> **Coordinate annotation entries**:
:::::

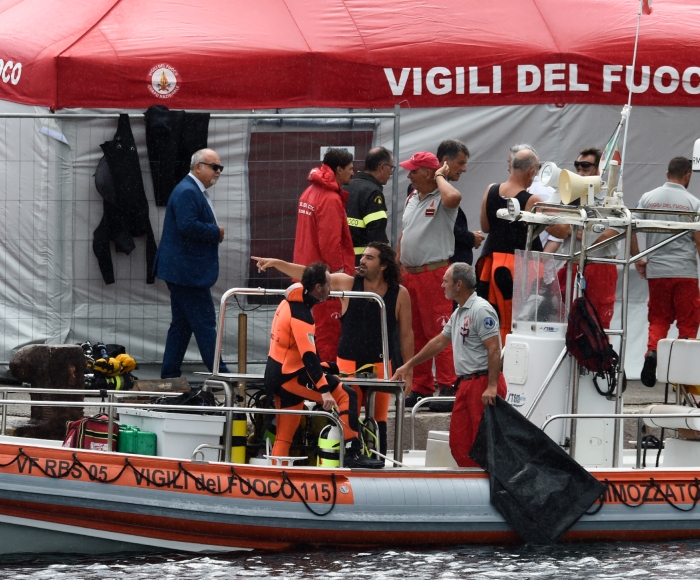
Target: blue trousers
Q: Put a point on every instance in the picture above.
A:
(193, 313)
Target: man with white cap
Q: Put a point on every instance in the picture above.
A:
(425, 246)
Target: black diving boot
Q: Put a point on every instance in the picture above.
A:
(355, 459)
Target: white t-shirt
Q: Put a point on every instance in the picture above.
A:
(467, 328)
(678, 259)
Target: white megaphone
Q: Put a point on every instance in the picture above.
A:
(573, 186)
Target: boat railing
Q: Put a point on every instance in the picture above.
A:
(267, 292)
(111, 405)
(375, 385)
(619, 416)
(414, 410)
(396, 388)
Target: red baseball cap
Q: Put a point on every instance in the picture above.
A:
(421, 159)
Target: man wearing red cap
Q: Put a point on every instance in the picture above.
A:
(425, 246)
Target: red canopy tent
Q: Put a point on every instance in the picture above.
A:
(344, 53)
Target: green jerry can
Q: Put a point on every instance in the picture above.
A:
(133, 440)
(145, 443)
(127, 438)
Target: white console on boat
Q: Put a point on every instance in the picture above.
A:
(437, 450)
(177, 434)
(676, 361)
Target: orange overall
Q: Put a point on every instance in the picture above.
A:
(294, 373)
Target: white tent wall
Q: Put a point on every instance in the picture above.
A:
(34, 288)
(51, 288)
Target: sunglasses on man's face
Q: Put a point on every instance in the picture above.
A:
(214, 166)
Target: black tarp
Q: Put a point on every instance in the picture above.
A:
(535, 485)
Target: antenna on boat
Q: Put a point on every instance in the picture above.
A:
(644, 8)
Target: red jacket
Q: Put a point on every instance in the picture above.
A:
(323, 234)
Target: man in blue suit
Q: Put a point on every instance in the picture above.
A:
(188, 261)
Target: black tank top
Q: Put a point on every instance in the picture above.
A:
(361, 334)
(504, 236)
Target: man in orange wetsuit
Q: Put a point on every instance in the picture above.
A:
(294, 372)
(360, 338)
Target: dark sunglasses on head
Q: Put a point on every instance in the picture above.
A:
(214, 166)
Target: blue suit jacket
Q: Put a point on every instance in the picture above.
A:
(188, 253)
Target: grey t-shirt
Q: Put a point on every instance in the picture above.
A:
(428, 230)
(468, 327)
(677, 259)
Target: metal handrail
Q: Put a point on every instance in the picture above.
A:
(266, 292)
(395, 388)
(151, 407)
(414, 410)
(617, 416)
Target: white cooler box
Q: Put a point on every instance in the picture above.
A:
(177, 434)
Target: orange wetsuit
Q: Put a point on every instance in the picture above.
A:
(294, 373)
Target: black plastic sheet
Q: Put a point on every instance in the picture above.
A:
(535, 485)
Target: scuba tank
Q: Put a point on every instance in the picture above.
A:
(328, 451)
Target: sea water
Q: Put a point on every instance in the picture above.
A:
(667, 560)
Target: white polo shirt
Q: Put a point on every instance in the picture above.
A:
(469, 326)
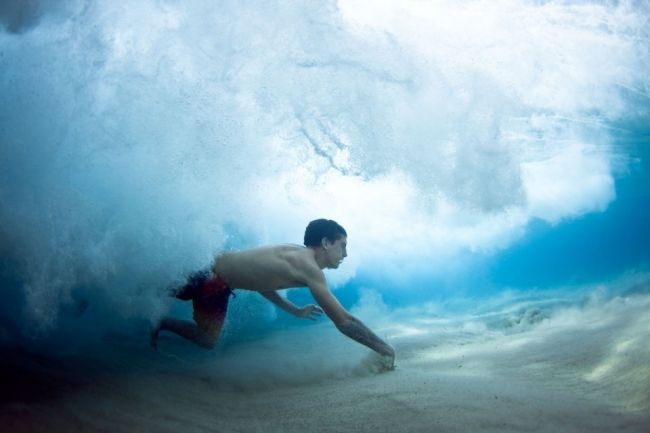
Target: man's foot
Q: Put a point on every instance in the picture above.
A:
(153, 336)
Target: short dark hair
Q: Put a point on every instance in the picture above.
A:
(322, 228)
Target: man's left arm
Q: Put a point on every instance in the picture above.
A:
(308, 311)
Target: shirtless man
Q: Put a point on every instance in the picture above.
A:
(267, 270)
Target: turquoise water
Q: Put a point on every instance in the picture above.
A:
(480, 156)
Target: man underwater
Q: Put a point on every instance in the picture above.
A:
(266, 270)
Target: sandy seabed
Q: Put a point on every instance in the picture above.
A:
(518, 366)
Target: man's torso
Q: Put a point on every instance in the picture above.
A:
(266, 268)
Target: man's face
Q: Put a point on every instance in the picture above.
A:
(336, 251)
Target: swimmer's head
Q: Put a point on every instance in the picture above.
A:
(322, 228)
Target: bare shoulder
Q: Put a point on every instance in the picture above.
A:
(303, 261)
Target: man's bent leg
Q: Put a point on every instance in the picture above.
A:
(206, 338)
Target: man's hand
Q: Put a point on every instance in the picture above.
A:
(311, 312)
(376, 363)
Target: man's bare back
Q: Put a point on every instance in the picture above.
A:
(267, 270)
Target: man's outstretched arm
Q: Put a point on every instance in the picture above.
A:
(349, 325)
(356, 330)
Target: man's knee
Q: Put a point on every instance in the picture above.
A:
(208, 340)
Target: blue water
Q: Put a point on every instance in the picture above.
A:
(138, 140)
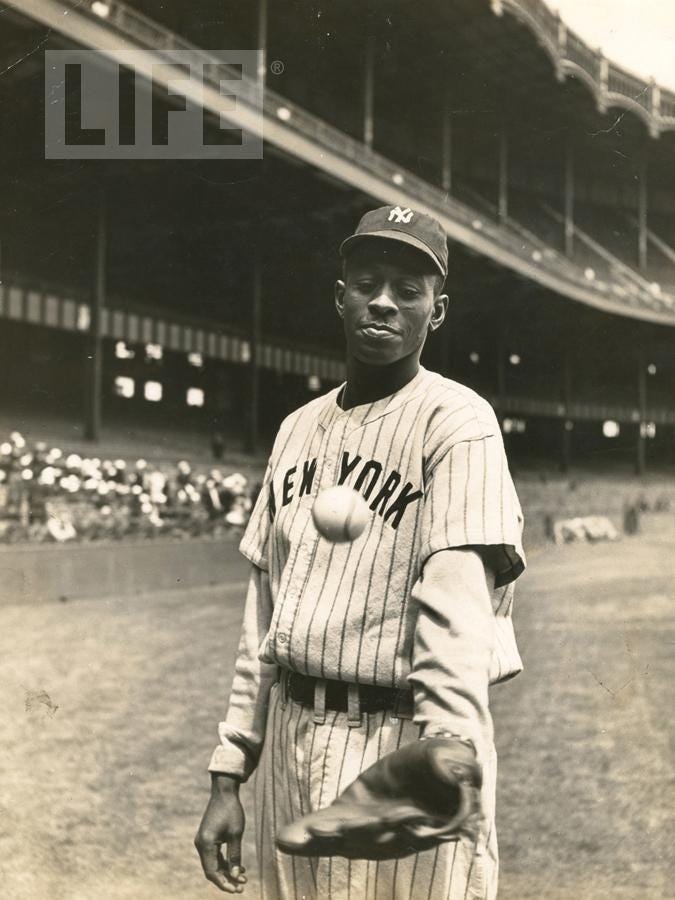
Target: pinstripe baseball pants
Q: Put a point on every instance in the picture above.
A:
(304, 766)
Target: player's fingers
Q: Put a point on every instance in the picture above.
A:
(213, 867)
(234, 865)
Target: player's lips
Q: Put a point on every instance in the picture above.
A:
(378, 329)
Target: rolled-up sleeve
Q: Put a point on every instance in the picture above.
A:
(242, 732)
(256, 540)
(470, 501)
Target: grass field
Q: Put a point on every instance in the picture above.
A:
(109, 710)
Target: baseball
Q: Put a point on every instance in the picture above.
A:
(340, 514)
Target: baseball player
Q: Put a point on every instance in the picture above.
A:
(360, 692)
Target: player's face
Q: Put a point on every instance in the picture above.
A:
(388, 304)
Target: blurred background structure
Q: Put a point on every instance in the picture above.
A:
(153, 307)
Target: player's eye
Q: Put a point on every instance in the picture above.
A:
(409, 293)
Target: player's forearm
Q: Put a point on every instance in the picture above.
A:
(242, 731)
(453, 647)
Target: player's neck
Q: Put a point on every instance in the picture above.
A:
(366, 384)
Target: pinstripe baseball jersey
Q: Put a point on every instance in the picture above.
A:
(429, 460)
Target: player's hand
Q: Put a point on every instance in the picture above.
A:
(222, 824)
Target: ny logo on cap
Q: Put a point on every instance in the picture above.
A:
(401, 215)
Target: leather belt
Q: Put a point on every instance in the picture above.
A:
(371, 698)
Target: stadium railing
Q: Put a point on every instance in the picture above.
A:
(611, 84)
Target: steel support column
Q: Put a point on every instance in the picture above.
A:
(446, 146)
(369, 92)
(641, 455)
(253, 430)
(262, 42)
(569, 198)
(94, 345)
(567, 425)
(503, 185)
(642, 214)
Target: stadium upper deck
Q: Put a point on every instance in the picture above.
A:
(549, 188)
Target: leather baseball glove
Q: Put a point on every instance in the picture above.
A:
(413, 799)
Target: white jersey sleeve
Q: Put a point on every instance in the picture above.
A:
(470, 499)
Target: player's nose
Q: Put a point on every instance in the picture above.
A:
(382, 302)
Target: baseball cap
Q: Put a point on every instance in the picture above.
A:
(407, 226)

:::::

Rewrite all of the records above with "Target" replaced by "Object" and nothing else changed. Leave the pictures out.

> **COMPLETED TASK**:
Object: blue trousers
Q: Put a point on every instance in the picture above.
A:
(193, 313)
Object: man with white cap
Q: Put a point on every instance in the picture above.
A:
(425, 246)
Object: black diving boot
Q: Put a point on every instance in the picture above.
A:
(355, 459)
Object: white t-shirt
Q: Put a point on every instance in the picture above.
A:
(467, 328)
(678, 259)
Object: white megaphone
Q: Put a point on every instance in the picture above.
A:
(573, 186)
Object: boat railing
Q: Put a point on every instance in the picture above.
A:
(267, 292)
(111, 405)
(375, 385)
(619, 416)
(414, 410)
(396, 388)
Object: red baseball cap
Q: Put a point on every instance in the picture above.
A:
(421, 159)
Object: man wearing red cap
Q: Put a point on every instance in the picture above.
A:
(425, 246)
Object: red canopy tent
Q: Put a point on every instance in the picture above.
A:
(344, 53)
Object: green jerry can
Q: Put a point on every instance in the picture above.
A:
(133, 440)
(145, 443)
(127, 438)
Object: white console on boat
Q: Put a point on every instance in the picture above.
A:
(437, 450)
(177, 434)
(676, 361)
Object: orange overall
Q: Put a point on every instance in the picture above.
A:
(294, 373)
Object: white tent wall
Q: Put a point on every instance in the picture above.
A:
(34, 288)
(51, 288)
Object: sunglasses on man's face
Q: Put a point on every instance in the picture above.
A:
(214, 166)
Object: black tarp
Q: Put a point on every instance in the picture above.
A:
(535, 485)
Object: antenna on boat
Q: Put a point on every instance in the picture above.
A:
(644, 8)
Object: red jacket
Q: Put a point on every instance in the picture above.
A:
(323, 234)
Object: man in blue suit
Q: Put a point on every instance in the picture above.
A:
(188, 261)
Object: black tank top
Q: Put a point on every instance in the picture above.
A:
(361, 334)
(504, 236)
Object: man in orange wetsuit
Q: Put a point on every instance in the picture above.
A:
(294, 372)
(360, 338)
Object: dark sunglasses on head
Q: Put a point on every instance in the picture above.
A:
(214, 166)
Object: blue suit jacket
Q: Put a point on every instance in the picture above.
A:
(188, 253)
Object: grey t-shirt
Q: Put a point on every instance in the picture above.
A:
(428, 230)
(468, 327)
(677, 259)
Object: metal handrail
Q: Put a point on every instance in the picture above.
A:
(266, 292)
(395, 388)
(151, 407)
(414, 410)
(617, 416)
Object: white cooler box
Q: Put a point on every instance in the picture above.
A:
(177, 434)
Object: orange wetsuit
Q: Put a point on every instance in the picture above.
A:
(294, 373)
Object: black plastic sheet
Q: Put a point on every instance in the picture above.
A:
(535, 485)
Object: scuba tank
Q: Put a point on every instance in the picture above.
A:
(328, 451)
Object: sea water
Q: Put a point on every instance in the picture above.
A:
(667, 560)
Object: white polo shirt
Q: Put a point on every instance in the picture above.
A:
(469, 326)
Object: man's foot
Q: Put a point on every instance in the picture above.
A:
(153, 336)
Object: short dark hair
Q: Put a point on every instance in the picture above.
A:
(322, 228)
Object: man's left arm
Q: Put a point on every instance in the picture above.
A:
(308, 311)
Object: shirtless man
Q: Put a point on every instance in the picture above.
A:
(267, 270)
Object: turquoise water
Q: Put a point on every instance in the picture above.
A:
(480, 156)
Object: man underwater
Q: Put a point on every instance in the picture above.
A:
(266, 270)
Object: sandy seabed
Q: Put a point on every instance in the picture above.
A:
(518, 366)
Object: man's torso
Q: Put a point on every instance in the picture above.
A:
(266, 268)
Object: man's face
Q: Put a point on every instance in the picture above.
A:
(336, 251)
Object: swimmer's head
Q: Put a point on every instance in the picture above.
A:
(322, 228)
Object: bare shoulder
Q: Put a point on every instance in the picture above.
A:
(303, 261)
Object: man's bent leg
Q: Put a point on every instance in the picture above.
A:
(206, 338)
Object: man's hand
Q: Put a point on every instance in the picture above.
A:
(311, 312)
(376, 363)
Object: man's bare back
Q: Put a point on every instance in the picture above.
A:
(267, 270)
Object: man's outstretched arm
Q: Put a point on every instance in the picture above.
A:
(349, 325)
(356, 330)
Object: man's knee
Q: Put a point on every instance in the picture above.
A:
(208, 340)
Object: blue water
Q: Put a point on every instance in the picture above.
A:
(138, 140)
Object: pinstripe baseball pants
Q: Put a point on every instance in the picture above.
A:
(304, 766)
Object: player's fingers
Q: Put a point on every instance in the picture above.
A:
(213, 867)
(234, 865)
Object: player's lips
Q: Put a point on every instance in the picture above.
A:
(378, 329)
Object: rolled-up sleeve
Q: Put a point on every instance in the picture above.
A:
(242, 732)
(256, 540)
(470, 501)
Object: grass field
Q: Put a point on every instance in the picture above.
A:
(109, 710)
Object: baseball
Q: Put a point on every instance in the picture above.
A:
(340, 514)
Object: baseball player
Q: Put a point on every instance in the picture above.
A:
(360, 692)
Object: player's face
Q: Put a point on every instance in the picture above.
A:
(388, 304)
Object: blurred background structure
Q: Put a point on every instance in the picture above.
A:
(153, 307)
Object: player's eye
Q: Put a point on every instance in the picture above.
A:
(409, 293)
Object: player's forearm
Q: Put a point on every instance in the picture above.
A:
(242, 731)
(453, 647)
Object: player's neck
Q: Put a point on every instance in the picture above.
A:
(366, 384)
Object: pinstripe baseball jersey
Q: Put a point on every instance in the picture above.
A:
(429, 460)
Object: player's hand
Q: Put a point on every instance in the picture above.
A:
(222, 824)
Object: ny logo on cap
Q: Put a point on every instance in the picture above.
A:
(401, 215)
Object: leather belt
Q: Put a point on every instance in the picture above.
A:
(371, 698)
Object: stadium railing
Q: Put a point on every instance in the picture above.
A:
(611, 84)
Object: steel support column
Q: Put a point on every instance in the picture above.
A:
(446, 146)
(369, 92)
(641, 455)
(253, 430)
(262, 42)
(569, 198)
(94, 345)
(567, 425)
(503, 185)
(642, 214)
Object: stadium upper deck
Q: Put a point on every instance in the picture above.
A:
(549, 188)
Object: leather baseball glove
Q: Put a point on every instance in the picture above.
A:
(413, 799)
Object: white jersey sleeve
Q: Put a point on every instance in the picture above.
A:
(470, 499)
Object: player's nose
Q: Put a point on every instance in the picture above.
A:
(382, 302)
Object: baseball cap
Q: Put a point on every instance in the picture above.
A:
(407, 226)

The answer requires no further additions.